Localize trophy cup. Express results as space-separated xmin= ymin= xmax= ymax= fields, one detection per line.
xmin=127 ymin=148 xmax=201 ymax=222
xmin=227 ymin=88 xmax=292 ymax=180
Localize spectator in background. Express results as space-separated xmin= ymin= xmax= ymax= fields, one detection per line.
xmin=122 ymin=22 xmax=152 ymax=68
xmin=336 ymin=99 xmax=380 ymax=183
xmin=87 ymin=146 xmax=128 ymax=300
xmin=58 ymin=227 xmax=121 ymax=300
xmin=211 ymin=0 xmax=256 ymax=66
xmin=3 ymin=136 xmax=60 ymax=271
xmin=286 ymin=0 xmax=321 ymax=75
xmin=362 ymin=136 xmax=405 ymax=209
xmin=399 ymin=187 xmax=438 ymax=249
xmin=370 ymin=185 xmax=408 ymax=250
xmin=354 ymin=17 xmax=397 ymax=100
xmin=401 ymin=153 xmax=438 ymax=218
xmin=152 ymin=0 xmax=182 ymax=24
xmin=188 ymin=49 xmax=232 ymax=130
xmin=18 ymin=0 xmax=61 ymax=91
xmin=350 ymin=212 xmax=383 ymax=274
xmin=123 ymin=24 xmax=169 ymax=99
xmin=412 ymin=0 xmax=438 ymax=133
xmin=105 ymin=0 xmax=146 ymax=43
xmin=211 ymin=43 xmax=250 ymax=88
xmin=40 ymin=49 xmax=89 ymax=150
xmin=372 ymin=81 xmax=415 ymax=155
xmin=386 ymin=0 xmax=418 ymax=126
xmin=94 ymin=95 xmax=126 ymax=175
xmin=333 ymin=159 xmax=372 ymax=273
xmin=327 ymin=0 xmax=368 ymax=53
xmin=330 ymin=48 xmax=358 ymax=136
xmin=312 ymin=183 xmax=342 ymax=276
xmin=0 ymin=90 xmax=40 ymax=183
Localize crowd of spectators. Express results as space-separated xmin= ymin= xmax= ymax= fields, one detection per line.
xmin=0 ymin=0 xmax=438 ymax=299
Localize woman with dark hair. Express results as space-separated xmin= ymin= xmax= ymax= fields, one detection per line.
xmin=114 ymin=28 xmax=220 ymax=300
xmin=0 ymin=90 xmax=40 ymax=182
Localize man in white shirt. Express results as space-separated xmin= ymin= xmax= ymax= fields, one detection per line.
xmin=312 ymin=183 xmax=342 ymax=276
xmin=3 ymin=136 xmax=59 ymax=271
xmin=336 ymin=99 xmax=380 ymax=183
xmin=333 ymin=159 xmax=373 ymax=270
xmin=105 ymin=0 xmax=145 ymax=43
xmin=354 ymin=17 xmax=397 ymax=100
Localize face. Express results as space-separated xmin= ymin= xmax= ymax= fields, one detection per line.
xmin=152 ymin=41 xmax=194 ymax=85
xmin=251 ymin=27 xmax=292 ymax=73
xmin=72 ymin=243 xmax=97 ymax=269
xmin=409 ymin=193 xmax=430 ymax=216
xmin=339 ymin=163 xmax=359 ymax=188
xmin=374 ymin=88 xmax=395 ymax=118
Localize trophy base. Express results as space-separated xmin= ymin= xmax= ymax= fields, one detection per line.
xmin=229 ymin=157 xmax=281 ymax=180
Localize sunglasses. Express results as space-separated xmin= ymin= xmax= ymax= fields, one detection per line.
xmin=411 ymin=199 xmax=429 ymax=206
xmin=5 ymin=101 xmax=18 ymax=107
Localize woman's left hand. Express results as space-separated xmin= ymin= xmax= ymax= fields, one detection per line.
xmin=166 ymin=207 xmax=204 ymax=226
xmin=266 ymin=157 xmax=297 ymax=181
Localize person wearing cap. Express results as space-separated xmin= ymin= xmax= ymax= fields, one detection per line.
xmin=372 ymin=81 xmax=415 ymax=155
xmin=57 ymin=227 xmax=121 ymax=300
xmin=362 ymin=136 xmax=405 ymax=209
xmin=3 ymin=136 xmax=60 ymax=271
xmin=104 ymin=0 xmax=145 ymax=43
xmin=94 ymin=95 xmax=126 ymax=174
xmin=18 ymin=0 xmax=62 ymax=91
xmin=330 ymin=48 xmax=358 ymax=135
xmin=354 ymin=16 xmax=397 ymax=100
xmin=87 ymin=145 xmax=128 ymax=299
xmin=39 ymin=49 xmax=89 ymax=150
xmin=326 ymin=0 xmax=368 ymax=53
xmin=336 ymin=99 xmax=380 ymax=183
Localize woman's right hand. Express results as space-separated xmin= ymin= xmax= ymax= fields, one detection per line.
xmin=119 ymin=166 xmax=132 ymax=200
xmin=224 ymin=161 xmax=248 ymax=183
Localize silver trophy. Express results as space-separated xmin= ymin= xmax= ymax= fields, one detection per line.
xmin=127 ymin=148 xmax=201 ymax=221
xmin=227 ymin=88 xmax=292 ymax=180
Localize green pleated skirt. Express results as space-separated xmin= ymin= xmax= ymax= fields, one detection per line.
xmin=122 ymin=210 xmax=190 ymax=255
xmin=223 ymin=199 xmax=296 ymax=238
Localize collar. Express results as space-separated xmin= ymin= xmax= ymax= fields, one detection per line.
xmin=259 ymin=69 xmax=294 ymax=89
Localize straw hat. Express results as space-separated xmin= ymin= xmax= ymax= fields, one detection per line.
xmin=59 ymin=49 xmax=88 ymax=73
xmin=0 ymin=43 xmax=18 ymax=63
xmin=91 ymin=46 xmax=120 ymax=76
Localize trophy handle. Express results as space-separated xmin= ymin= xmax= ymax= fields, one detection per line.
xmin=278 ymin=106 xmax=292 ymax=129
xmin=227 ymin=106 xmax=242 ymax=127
━━━━━━━━━━
▶ _STATED TASK_
Could you arrange every line of the entries above as a JSON list of strings, one string per line, leaving out blank lines?

▶ _THE ANSWER_
[
  "Localize trophy cup. Express results as space-separated xmin= ymin= xmax= ymax= fields, one detection per line.",
  "xmin=127 ymin=148 xmax=201 ymax=222",
  "xmin=227 ymin=88 xmax=292 ymax=180",
  "Localize spectator in background. Express results as space-separated xmin= ymin= xmax= ymax= fields, one detection per line.",
  "xmin=122 ymin=22 xmax=152 ymax=68",
  "xmin=336 ymin=99 xmax=380 ymax=183",
  "xmin=87 ymin=146 xmax=128 ymax=300",
  "xmin=58 ymin=227 xmax=121 ymax=300",
  "xmin=211 ymin=0 xmax=256 ymax=66",
  "xmin=3 ymin=136 xmax=60 ymax=271",
  "xmin=286 ymin=0 xmax=321 ymax=75",
  "xmin=362 ymin=136 xmax=405 ymax=209",
  "xmin=399 ymin=187 xmax=438 ymax=249",
  "xmin=370 ymin=185 xmax=408 ymax=250",
  "xmin=354 ymin=17 xmax=397 ymax=100",
  "xmin=401 ymin=153 xmax=438 ymax=218",
  "xmin=152 ymin=0 xmax=182 ymax=24",
  "xmin=188 ymin=49 xmax=232 ymax=130",
  "xmin=18 ymin=0 xmax=61 ymax=91",
  "xmin=350 ymin=212 xmax=383 ymax=274",
  "xmin=123 ymin=24 xmax=169 ymax=99",
  "xmin=412 ymin=0 xmax=438 ymax=133",
  "xmin=105 ymin=0 xmax=146 ymax=43",
  "xmin=211 ymin=43 xmax=250 ymax=88",
  "xmin=40 ymin=49 xmax=89 ymax=150",
  "xmin=372 ymin=81 xmax=415 ymax=155",
  "xmin=386 ymin=0 xmax=418 ymax=126",
  "xmin=94 ymin=95 xmax=126 ymax=175",
  "xmin=333 ymin=159 xmax=372 ymax=273",
  "xmin=327 ymin=0 xmax=368 ymax=53",
  "xmin=330 ymin=48 xmax=358 ymax=136",
  "xmin=312 ymin=183 xmax=342 ymax=276",
  "xmin=0 ymin=90 xmax=40 ymax=183",
  "Localize crowd of spectators. Express results as space-separated xmin= ymin= xmax= ymax= fields, one detection per line.",
  "xmin=0 ymin=0 xmax=438 ymax=299",
  "Localize woman with dark hair. Express results as space-separated xmin= ymin= xmax= ymax= fields, one detection per line.",
  "xmin=114 ymin=28 xmax=220 ymax=300",
  "xmin=0 ymin=90 xmax=40 ymax=182",
  "Localize man in white shirt. Express results as space-separated xmin= ymin= xmax= ymax= fields, one detection per line.",
  "xmin=312 ymin=183 xmax=342 ymax=276",
  "xmin=3 ymin=136 xmax=59 ymax=271",
  "xmin=336 ymin=99 xmax=380 ymax=183",
  "xmin=333 ymin=159 xmax=373 ymax=270",
  "xmin=105 ymin=0 xmax=145 ymax=43",
  "xmin=354 ymin=17 xmax=397 ymax=100",
  "Localize face. Express results as space-separated xmin= ymin= xmax= ymax= fields, one detection per line.",
  "xmin=152 ymin=41 xmax=194 ymax=85",
  "xmin=251 ymin=27 xmax=292 ymax=73",
  "xmin=72 ymin=243 xmax=97 ymax=269",
  "xmin=409 ymin=193 xmax=430 ymax=216",
  "xmin=339 ymin=163 xmax=359 ymax=188",
  "xmin=374 ymin=88 xmax=395 ymax=118",
  "Localize trophy base. Express results as space-separated xmin= ymin= xmax= ymax= fields, one detection per line.",
  "xmin=229 ymin=157 xmax=281 ymax=180",
  "Localize sunglasses. Express results as space-separated xmin= ymin= xmax= ymax= fields, one detection per line.",
  "xmin=411 ymin=199 xmax=429 ymax=206",
  "xmin=5 ymin=101 xmax=18 ymax=107",
  "Localize woman's left hand. Express results as space-separated xmin= ymin= xmax= ymax= fields, one detection per line.",
  "xmin=166 ymin=207 xmax=204 ymax=226",
  "xmin=266 ymin=157 xmax=297 ymax=181",
  "Localize person wearing cap. Express results as space-separated xmin= ymin= xmax= ymax= fields, one detection per line.",
  "xmin=372 ymin=81 xmax=415 ymax=155",
  "xmin=57 ymin=227 xmax=121 ymax=300",
  "xmin=362 ymin=136 xmax=405 ymax=209",
  "xmin=3 ymin=136 xmax=60 ymax=271",
  "xmin=104 ymin=0 xmax=145 ymax=43",
  "xmin=94 ymin=95 xmax=126 ymax=174",
  "xmin=18 ymin=0 xmax=62 ymax=91",
  "xmin=330 ymin=48 xmax=358 ymax=135",
  "xmin=354 ymin=16 xmax=397 ymax=100",
  "xmin=87 ymin=145 xmax=128 ymax=299",
  "xmin=39 ymin=49 xmax=89 ymax=150",
  "xmin=326 ymin=0 xmax=368 ymax=53",
  "xmin=336 ymin=99 xmax=380 ymax=183",
  "Localize woman's right hand. Express results as space-separated xmin= ymin= xmax= ymax= fields, one detection per line.",
  "xmin=119 ymin=166 xmax=132 ymax=200",
  "xmin=224 ymin=161 xmax=248 ymax=183",
  "Localize silver trophy. Express results as space-separated xmin= ymin= xmax= ymax= fields, one detection per line.",
  "xmin=127 ymin=148 xmax=201 ymax=221",
  "xmin=227 ymin=88 xmax=292 ymax=180",
  "Localize green pleated skirt. Express results as space-separated xmin= ymin= xmax= ymax= fields, one detection per line.",
  "xmin=122 ymin=210 xmax=190 ymax=255",
  "xmin=223 ymin=199 xmax=296 ymax=238",
  "Localize collar. Express results as space-separated xmin= ymin= xmax= ymax= fields, one detection per line.",
  "xmin=259 ymin=69 xmax=294 ymax=89",
  "Localize straw hat. Express results as space-separated xmin= ymin= xmax= ymax= fields, one detection per line.",
  "xmin=59 ymin=49 xmax=88 ymax=73",
  "xmin=0 ymin=43 xmax=18 ymax=63",
  "xmin=91 ymin=46 xmax=120 ymax=76",
  "Localize trophy handle. Express results as space-separated xmin= ymin= xmax= ymax= fields, one detection per line.",
  "xmin=278 ymin=106 xmax=292 ymax=129",
  "xmin=227 ymin=106 xmax=242 ymax=127"
]